• [SET PROBLEM 1] Name every event or competition announced in the social entrepreneurship roundup.
• [SET PROBLEM 2] Pick up the social entrepreneurship roundup after its last sentence and keep writing it.

[START OF SELECTION]

This Week in Social Entrepreneurship: Bill Drayton predicts the future! We’ve got the scoop in the trends to watch in social entrepreneurship.

  • To celebrate the beautiful summer weather, NY+ACUMEN is switching it up this Sunday, July 28 from 4pm – 6pm by hosting an outdoor brown bag session in Central Park for its July Exchange. These exchanges are a great place to listen to fresh ideas from new people, share your own, and challenge the way you think about poverty, business, and creating sustainable change. Look for the colorful balloons spelling A-C-U-M-E-N near the entrance to Central Park West and 67th St.
  • The reSET Social Enterprise Awards recognize aspiring individuals with a viable, sustainable, and socially responsible business plan that will improve the community, create jobs, and demonstrate the possibilities created when profit and purpose are pursued. Apply with your ideas by July 31st to compete for $5,000 and public recognition at the fall 2013 reSET Social Enterprise Awards.
  • Win funding to strengthen New York City through The My Voice, Our City Competition. Seeking to empower black and Latino young men, ages 16-24, this competition is calling for local organizations, and community leaders to submit program ideas that will brighten the future of New York City. With over $36,000 in prizes, enter by July 24th for your shot to win!

[END OF SELECTION]
[START OF DATA LISTING]

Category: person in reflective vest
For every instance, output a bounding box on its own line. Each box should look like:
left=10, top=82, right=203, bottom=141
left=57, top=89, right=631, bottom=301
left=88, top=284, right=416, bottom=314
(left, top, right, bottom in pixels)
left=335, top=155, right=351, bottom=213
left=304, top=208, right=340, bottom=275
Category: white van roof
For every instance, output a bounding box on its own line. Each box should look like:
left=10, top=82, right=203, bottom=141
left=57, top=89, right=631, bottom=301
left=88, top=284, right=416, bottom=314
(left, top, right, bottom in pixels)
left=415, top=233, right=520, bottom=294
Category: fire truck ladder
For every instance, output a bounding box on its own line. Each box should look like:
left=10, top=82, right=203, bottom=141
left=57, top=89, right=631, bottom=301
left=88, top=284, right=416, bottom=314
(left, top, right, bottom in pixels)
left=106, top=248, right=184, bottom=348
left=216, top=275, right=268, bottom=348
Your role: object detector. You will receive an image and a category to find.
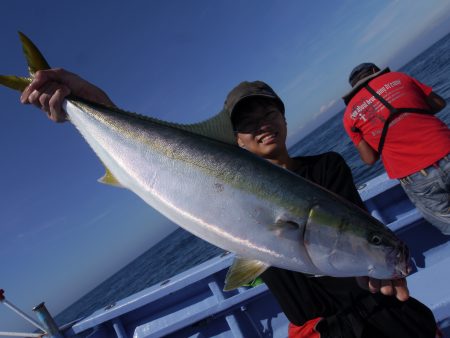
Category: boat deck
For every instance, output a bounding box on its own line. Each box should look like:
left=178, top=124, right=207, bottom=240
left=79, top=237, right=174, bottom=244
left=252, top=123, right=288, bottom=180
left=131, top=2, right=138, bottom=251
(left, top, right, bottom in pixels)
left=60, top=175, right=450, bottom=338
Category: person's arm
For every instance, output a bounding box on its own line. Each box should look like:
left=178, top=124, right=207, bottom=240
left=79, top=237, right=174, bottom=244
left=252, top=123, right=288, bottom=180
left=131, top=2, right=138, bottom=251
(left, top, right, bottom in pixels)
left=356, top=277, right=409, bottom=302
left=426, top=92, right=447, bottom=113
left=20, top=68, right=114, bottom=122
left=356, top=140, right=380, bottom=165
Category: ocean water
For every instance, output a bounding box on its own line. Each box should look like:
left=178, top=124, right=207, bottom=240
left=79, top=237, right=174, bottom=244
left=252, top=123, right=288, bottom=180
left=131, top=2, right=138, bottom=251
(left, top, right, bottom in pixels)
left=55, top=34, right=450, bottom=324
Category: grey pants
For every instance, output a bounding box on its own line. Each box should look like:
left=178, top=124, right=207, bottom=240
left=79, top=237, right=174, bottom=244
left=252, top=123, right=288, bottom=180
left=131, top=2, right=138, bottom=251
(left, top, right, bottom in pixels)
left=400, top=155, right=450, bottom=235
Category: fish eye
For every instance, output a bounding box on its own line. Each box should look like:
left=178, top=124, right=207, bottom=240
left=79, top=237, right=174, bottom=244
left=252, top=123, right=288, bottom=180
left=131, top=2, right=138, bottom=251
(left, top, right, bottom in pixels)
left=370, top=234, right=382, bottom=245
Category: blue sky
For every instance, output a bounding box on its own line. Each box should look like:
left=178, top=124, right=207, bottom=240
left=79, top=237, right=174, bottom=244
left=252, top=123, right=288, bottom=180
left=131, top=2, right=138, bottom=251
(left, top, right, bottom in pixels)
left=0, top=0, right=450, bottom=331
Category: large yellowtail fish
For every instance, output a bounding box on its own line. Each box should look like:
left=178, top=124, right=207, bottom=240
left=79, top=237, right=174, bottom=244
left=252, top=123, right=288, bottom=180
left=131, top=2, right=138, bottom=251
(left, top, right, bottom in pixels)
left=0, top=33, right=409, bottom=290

[END OF DATA LISTING]
[START OF DATA LISTING]

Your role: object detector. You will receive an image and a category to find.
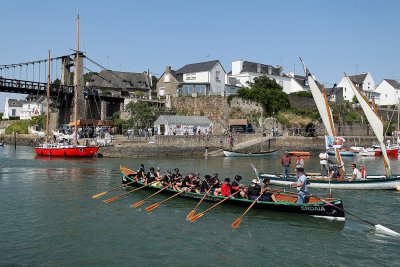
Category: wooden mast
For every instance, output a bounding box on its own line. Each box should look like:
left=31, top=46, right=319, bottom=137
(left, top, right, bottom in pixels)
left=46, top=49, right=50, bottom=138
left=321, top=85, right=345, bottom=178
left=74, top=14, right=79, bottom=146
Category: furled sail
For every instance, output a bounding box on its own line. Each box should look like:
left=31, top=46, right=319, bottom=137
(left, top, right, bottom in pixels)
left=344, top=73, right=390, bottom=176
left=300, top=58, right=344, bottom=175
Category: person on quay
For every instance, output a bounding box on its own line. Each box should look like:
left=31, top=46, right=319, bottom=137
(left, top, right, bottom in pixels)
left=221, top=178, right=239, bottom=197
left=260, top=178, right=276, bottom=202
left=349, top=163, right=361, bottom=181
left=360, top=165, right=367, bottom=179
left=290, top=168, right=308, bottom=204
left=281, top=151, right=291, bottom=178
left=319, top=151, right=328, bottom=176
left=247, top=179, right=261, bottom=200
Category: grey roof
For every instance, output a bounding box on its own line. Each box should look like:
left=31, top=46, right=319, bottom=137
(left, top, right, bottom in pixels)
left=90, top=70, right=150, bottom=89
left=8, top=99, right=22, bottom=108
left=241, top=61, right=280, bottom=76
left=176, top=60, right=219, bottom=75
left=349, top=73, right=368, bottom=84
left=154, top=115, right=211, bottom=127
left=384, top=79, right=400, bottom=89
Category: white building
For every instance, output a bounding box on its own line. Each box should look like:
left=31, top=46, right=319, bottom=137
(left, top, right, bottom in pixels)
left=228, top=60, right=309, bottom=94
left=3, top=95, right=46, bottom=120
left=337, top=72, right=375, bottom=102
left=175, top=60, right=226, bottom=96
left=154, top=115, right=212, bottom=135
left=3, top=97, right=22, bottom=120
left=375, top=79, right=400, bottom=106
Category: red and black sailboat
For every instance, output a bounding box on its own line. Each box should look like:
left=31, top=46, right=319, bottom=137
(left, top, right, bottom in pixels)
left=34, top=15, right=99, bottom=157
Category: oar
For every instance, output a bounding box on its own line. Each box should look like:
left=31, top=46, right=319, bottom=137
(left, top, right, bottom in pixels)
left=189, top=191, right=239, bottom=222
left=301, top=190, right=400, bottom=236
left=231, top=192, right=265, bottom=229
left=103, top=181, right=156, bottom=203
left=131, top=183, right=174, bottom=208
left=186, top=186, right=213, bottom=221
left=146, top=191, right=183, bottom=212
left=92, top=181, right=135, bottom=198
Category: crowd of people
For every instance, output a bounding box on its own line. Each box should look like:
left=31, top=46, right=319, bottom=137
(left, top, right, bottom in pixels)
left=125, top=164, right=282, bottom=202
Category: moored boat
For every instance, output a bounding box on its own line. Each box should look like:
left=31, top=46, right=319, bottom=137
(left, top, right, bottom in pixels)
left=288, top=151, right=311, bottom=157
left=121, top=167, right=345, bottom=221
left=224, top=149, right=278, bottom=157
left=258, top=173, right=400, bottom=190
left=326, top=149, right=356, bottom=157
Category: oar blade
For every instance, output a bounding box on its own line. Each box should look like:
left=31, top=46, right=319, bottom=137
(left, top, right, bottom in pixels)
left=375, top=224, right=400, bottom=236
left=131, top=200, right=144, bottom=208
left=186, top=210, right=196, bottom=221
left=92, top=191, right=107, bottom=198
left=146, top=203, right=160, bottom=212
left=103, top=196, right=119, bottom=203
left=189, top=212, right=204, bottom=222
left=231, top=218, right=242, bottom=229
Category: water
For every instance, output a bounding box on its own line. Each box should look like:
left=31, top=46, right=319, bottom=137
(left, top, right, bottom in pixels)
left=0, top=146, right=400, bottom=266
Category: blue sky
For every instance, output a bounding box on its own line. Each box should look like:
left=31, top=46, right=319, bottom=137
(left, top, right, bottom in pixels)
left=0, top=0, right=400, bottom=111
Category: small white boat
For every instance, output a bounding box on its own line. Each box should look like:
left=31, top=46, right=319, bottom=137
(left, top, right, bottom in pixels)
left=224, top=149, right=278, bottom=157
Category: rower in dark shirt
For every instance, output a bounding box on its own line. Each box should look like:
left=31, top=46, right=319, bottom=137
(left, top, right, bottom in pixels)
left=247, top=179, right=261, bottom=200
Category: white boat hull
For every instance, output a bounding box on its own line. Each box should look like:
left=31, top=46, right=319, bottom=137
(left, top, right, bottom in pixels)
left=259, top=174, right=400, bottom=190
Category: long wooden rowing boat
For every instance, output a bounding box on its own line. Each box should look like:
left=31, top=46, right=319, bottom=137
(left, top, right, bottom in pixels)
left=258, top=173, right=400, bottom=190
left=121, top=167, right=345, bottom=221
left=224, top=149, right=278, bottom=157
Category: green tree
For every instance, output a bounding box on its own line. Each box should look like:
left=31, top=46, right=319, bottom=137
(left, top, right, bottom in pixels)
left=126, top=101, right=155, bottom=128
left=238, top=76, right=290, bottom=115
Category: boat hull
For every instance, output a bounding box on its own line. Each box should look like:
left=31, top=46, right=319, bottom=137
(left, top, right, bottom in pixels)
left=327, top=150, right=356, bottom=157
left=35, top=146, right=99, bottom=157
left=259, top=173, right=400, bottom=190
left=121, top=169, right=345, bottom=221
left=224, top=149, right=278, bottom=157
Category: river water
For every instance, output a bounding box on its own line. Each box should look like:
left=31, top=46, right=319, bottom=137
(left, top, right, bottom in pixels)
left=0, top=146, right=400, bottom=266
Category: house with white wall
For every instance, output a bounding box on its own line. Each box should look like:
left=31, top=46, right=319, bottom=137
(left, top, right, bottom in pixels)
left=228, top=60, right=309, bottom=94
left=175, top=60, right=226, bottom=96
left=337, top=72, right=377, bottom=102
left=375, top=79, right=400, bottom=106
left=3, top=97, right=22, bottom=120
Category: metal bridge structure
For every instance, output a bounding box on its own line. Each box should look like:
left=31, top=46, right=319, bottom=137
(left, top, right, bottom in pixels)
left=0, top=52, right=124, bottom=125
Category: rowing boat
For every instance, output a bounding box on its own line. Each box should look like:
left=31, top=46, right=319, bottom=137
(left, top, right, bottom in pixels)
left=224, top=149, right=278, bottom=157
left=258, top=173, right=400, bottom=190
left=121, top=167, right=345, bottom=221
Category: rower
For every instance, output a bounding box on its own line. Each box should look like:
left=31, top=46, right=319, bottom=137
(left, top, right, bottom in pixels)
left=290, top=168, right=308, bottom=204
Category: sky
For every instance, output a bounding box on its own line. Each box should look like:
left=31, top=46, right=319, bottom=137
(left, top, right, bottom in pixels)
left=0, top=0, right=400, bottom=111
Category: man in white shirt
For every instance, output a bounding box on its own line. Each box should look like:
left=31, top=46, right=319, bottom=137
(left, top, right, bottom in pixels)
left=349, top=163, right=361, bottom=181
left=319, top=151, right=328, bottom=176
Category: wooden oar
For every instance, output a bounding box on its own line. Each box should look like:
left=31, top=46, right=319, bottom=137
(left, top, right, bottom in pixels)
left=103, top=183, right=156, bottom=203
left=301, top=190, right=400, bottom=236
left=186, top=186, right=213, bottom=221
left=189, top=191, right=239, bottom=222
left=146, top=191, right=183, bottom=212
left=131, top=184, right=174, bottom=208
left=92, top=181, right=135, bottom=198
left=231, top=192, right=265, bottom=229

[END OF DATA LISTING]

• [FINAL ANSWER 1] NY+ACUMEN's July Exchange; the reSET Social Enterprise Awards; The My Voice, Our City Competition

• [FINAL ANSWER 2]
  • At a recent event, David Bornstein interviewed Ashoka founder and social entrepreneurship guru himself, Bill Drayton. And, in case you missed it, Eli Malinsky of the Centre for Social Innovation provides a recap of it for you in Forbes. Drayton has an excellent track record for predicting social entrepreneurship trends, and in this article he touches on five of the biggest trends social entrepreneurs should look for in the future: 1. find comfort in change, 2. commit to the movement, 3. see challenges as an opportunity, 4. aim high, and 5. embrace empathy. Read more about these trends here.

Shawn D. Ross

I am a Northwest Native living in Washington State. A graduate of Washington State University and University of Phoenix with degrees in Architecture and Education I write about social, cultural, and personal improvement on the StartSomeGood Blog and SDRinspire. I am also a filmmaker and owner of Giraffe and Penguin Productions, a single daddy of two beautiful children, avid reader, writer, and hat wearer (Not in that picture but believe me, I wear ‘em). I am currently at work on my first feature length documentary. Follow me @shawndross and visit my websites: sdrinspire.tumblr.com and giraffeandpenguinproductions.tumblr.com.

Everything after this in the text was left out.